- What the task requires:
Reproduce the following records verbatim, line for line.

- Source records:
^^^^^^^^^^^^^^^^
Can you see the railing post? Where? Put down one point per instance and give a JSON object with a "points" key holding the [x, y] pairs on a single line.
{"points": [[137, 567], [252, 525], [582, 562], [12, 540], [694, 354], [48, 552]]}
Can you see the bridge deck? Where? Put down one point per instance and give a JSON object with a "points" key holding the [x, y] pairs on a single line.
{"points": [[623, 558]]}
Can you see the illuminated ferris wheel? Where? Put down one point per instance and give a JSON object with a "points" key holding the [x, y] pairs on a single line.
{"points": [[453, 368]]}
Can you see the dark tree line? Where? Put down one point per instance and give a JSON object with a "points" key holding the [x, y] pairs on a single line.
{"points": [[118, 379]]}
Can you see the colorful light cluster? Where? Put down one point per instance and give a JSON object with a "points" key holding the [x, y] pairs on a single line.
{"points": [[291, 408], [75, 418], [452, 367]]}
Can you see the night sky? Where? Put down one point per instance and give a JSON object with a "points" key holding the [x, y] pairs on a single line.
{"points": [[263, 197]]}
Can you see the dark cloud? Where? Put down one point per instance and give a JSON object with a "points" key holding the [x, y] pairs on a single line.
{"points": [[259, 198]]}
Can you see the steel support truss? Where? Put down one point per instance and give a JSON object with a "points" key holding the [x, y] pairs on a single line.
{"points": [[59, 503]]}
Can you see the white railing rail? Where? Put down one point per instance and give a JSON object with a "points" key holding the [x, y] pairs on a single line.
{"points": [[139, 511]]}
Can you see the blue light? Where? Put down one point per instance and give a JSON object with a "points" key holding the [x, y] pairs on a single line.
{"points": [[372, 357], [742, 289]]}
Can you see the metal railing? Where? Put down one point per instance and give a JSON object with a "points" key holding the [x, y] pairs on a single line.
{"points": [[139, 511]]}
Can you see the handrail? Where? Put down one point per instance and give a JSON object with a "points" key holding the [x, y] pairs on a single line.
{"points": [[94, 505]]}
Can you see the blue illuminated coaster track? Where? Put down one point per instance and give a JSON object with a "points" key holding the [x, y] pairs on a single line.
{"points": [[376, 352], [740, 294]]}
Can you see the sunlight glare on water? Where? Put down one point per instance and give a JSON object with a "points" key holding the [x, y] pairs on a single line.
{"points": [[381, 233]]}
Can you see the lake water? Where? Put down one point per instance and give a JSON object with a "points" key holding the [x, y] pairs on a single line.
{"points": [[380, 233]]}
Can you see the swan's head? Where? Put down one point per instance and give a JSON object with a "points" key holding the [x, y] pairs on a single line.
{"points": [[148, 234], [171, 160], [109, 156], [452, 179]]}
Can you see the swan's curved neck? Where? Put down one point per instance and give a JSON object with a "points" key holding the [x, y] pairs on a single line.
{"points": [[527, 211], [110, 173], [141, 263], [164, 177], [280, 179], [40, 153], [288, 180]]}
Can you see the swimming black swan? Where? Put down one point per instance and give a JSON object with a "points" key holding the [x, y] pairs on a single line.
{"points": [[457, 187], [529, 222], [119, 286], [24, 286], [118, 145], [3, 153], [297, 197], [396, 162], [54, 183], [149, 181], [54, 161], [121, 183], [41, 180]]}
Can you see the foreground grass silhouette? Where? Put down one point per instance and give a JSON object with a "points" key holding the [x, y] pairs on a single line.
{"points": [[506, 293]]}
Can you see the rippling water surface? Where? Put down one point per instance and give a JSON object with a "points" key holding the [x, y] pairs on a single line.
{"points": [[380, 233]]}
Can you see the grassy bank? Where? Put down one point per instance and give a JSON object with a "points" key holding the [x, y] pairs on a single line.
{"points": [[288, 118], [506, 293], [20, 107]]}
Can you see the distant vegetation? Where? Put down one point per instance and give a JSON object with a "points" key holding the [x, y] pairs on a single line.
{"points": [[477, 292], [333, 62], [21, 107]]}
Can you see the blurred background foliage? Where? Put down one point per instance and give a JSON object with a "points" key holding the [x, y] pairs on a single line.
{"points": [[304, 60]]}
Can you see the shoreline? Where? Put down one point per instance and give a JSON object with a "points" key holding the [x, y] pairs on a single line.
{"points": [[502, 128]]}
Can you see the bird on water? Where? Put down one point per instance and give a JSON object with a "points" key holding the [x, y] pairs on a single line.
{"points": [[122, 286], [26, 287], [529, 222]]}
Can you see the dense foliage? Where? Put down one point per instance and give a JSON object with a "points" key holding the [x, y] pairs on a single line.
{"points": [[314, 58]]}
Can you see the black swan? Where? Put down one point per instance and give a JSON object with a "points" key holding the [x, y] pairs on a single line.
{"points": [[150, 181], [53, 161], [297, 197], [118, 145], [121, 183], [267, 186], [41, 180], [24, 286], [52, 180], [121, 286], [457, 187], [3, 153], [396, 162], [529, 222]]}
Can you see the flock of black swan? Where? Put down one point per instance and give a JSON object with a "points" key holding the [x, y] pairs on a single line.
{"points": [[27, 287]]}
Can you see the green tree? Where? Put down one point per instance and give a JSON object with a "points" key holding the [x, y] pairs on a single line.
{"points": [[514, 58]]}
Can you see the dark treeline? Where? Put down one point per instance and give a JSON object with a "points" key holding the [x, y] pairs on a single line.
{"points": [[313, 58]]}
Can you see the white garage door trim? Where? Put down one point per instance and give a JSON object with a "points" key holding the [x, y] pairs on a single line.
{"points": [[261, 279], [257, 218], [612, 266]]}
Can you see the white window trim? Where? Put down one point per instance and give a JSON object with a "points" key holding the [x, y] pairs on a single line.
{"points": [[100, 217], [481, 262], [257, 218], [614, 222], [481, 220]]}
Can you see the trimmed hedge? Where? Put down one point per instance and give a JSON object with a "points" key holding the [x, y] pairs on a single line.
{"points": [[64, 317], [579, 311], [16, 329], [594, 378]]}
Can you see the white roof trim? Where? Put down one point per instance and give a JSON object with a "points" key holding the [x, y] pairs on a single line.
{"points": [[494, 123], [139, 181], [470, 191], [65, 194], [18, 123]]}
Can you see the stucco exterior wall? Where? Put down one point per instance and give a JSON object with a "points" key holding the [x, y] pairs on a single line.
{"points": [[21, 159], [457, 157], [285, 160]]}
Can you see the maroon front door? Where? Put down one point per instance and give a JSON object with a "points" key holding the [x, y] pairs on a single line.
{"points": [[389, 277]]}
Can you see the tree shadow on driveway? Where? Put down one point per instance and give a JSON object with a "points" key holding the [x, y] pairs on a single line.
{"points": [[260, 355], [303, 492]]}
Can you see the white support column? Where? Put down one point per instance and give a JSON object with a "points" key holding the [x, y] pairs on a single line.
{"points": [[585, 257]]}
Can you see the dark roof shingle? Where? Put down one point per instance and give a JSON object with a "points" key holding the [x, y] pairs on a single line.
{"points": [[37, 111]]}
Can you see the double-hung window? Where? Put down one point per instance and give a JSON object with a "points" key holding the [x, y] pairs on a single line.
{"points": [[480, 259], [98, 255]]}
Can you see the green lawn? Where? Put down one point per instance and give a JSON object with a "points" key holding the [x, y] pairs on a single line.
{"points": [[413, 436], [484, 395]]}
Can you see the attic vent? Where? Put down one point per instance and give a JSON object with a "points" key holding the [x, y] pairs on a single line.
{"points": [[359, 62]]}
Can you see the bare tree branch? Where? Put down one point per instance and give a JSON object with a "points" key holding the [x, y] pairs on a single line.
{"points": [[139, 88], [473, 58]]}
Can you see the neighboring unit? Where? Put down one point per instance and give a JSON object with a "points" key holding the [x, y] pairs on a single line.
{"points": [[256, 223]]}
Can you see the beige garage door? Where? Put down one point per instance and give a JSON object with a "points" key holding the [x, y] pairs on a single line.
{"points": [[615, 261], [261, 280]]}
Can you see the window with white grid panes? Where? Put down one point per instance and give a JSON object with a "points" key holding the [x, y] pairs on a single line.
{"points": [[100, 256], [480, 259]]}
^^^^^^^^^^^^^^^^
- Exercise result:
Can you see the railing post? Where? Put down one point per instance and give a JSON object with a "points" key holding the [x, y] pairs on a single line.
{"points": [[137, 567], [252, 525], [582, 562], [12, 540], [694, 354], [48, 552]]}
Can you see the bridge deck? Where? Put down one point per instance and give a JSON object with a "points" key holding the [x, y] pairs on a single line.
{"points": [[623, 558]]}
Can you see the illuminated ferris wheel? Where? Put down one point per instance and give a JSON object with a "points" key holding the [x, y] pairs on a single line.
{"points": [[453, 368]]}
Can you see the dark tree line? Where? Put down one point per instance and give a JSON object with a "points" key holding the [x, y] pairs on a single line.
{"points": [[118, 379]]}
Can you see the colorful light cluster? Where? Put down one point per instance and give a JSON object with a "points" key holding the [x, y] pairs on a single line.
{"points": [[291, 408], [75, 418], [452, 367]]}
Can you see the night sky? Where? Put down one point per instance and give a JSON object with a "points" key holding the [x, y] pairs on a single line.
{"points": [[263, 197]]}
Can you see the dark cloud? Where? Put down one point per instance and give a JSON object with a "points" key holding the [x, y] pairs on a single line.
{"points": [[259, 198]]}
Can you see the steel support truss? Where? Put down one point per instance and give a JSON object with a "points" key holding the [x, y] pairs on a single line.
{"points": [[59, 503]]}
Can you see the white railing rail? Where? Put down one point per instance and give a JSON object with a "points" key holding the [x, y] pairs on a single line.
{"points": [[139, 511]]}
Can you see the blue light? Where? Put down one point per instance and give a JSON object with a "points" key holding the [x, y] pairs on a single line.
{"points": [[372, 357], [742, 289]]}
Can you see the metal railing? Where? Put down one point per instance and give a JSON object with a "points" key holding the [x, y] pairs on a single line.
{"points": [[139, 511]]}
Can you see the handrail? Where? Put down one point per instance and give a JSON object with a "points" key holding the [x, y] pairs on a single line.
{"points": [[94, 505]]}
Can you see the blue illuminated coaster track? Where? Put down one point per instance and give a JSON object with a "points" key holding the [x, y] pairs on a single line.
{"points": [[376, 352], [740, 294]]}
Can you see the sunlight glare on water? Where? Put down one point per instance and give a JSON object with a "points" key holding the [x, y] pairs on a single line.
{"points": [[381, 233]]}
Can you see the lake water? Where? Put down one point per instance and give a JSON object with a "points" key holding the [x, y] pairs on a single line.
{"points": [[380, 233]]}
Can you see the swan's head? Where? Put down one point per instance and give a JSON object with a "points" key holding the [x, y] pairs on a single line.
{"points": [[148, 234], [171, 160], [109, 156], [452, 179]]}
Can you see the swan's curved neck? Where? Put down one point per instance and give a JSON object with a "points" key holding the [x, y] pairs on a single line.
{"points": [[527, 211], [110, 173], [141, 263], [164, 177], [280, 179], [40, 153], [288, 180]]}
Can you see the swimming black swan? Where? Put down one point per instance and give a JSON object with a "points" key holding the [x, y] pairs on a single line.
{"points": [[457, 187], [529, 222], [119, 286], [24, 286], [118, 145], [3, 153], [297, 197], [396, 162], [54, 183], [149, 181], [54, 161], [121, 183], [41, 180]]}
Can you see the foreground grass silhouette? Where? Put down one point per instance and give a JSON object with a "points" key holding the [x, y] pairs on a single line.
{"points": [[506, 293]]}
Can you see the rippling water surface? Where? Put down one point per instance and give a JSON object with a "points" key holding the [x, y] pairs on a single line.
{"points": [[380, 233]]}
Can you see the grassy bank? Where? Put down one point per instance and give a JSON object with a "points" key holding the [x, y] pairs on a single line.
{"points": [[288, 118], [506, 293], [20, 107]]}
Can you see the distant vegetation? Where? Put down one point per instance and give a JSON object with a "points" key holding the [x, y] pairs on a single line.
{"points": [[477, 292], [333, 62], [21, 107]]}
Can you see the blurred background foliage? Where? Put down one point per instance and give a JSON object with a "points" key holding the [x, y] pairs on a single line.
{"points": [[304, 60]]}
Can you see the shoreline? Where? Put down one point per instance and give a JSON object with a "points" key holding the [x, y] pairs on a single line.
{"points": [[502, 128]]}
Can you see the bird on water? Where? Put down one point per instance and give a JSON object with a "points" key holding the [x, y] pairs on a single line.
{"points": [[122, 286], [26, 287], [529, 222]]}
Can you see the dense foliage? Where? Put down one point per instance and give a JSON object with a "points" key holding the [x, y] pairs on a single line.
{"points": [[314, 58]]}
Can you see the black swan? Where? Put down one point per instance and give a JSON object with a "points" key holding the [x, y] pairs on a single line.
{"points": [[150, 181], [53, 161], [297, 197], [118, 145], [121, 183], [267, 186], [41, 180], [24, 286], [52, 180], [121, 286], [457, 187], [3, 153], [396, 162], [529, 222]]}
Can you see the flock of black swan? Where? Put down one point per instance and give a JSON object with a "points" key holding the [x, y] pairs on a single line.
{"points": [[27, 287]]}
Can you see the green tree? Where? Put down one point per instance and give a JSON object with a "points" key holding the [x, y] pairs on a single line.
{"points": [[514, 58]]}
Can you see the dark treeline? Where? Put down one point per instance and give a JSON object with a "points" key holding the [x, y] pairs on a single line.
{"points": [[313, 58]]}
Can you see the white garage door trim? Where? Put down one point per instance and give a JSON object with a "points" key holding the [x, y] pairs on a single line.
{"points": [[261, 279], [257, 218], [612, 266]]}
Can you see the white window trim? Where? Put down one point per instance and give a JSON object with a "points" key holding the [x, y] pairs on a single line.
{"points": [[100, 217], [481, 262], [257, 218], [614, 222], [481, 220]]}
Can you see the trimmed hedge? Where? Put down one point per instance and give a JSON object with a "points" key holding the [x, y] pairs on a single line.
{"points": [[64, 317], [579, 311], [16, 329], [594, 378]]}
Can you see the white roof trim? Where? Put down one point per instance and give a JSON object with a "points" key holding the [x, y] pairs on a single line.
{"points": [[494, 123], [139, 181], [470, 191], [65, 194], [18, 123]]}
Can you see the stucco exterior wall? Where? Put down one point per instance and give a JSON object with a "points" key holding the [x, y] pairs on a single line.
{"points": [[21, 159], [457, 157], [285, 160]]}
Can you see the maroon front door? Where? Put down one point per instance and give a JSON object with a "points" key holding the [x, y] pairs on a single line.
{"points": [[389, 277]]}
Can you see the tree shadow on driveway? Where? Put down one point per instance and give a JSON object with a "points" key holding the [x, y] pairs on a single line.
{"points": [[260, 355], [303, 492]]}
Can you see the white support column? Where? Put down one point per instance and give a JSON object with a "points" key holding the [x, y] pairs on a single line.
{"points": [[585, 257]]}
Can you see the dark roof shingle? Where? Put down one point per instance and give a JSON object with a "points" key holding the [x, y] pairs on a single line.
{"points": [[37, 111]]}
Can you see the double-hung window? Where? Put down one point per instance and give a JSON object with a "points" key holding the [x, y] pairs on a single line.
{"points": [[480, 259], [98, 255]]}
Can you see the green lawn? Where? Put down one point per instance and give a JSON object with a "points" key holding the [x, y] pairs on a single line.
{"points": [[413, 436], [484, 395]]}
Can you see the attic vent? Where? Put down one point per instance and give a JSON object with a "points" key holding the [x, y] pairs on a single line.
{"points": [[359, 62]]}
Can you see the bare tree branch? Where? Put down one point per instance and give a JSON object with a "points" key holding the [x, y] pairs on a single line.
{"points": [[139, 88], [473, 58]]}
Can you see the neighboring unit? Where? Put down one point per instance and give a JSON object with a "points" key holding the [x, y] pairs on a single line.
{"points": [[256, 223]]}
Can you see the beige garage door? Where? Put down one point per instance and give a JSON object with a "points" key holding the [x, y] pairs on a single line.
{"points": [[615, 261], [261, 280]]}
Can you see the window with white grid panes? Where? Put down one point per instance and give a JSON object with a "points" key holding the [x, y] pairs on a single line.
{"points": [[100, 256], [480, 259]]}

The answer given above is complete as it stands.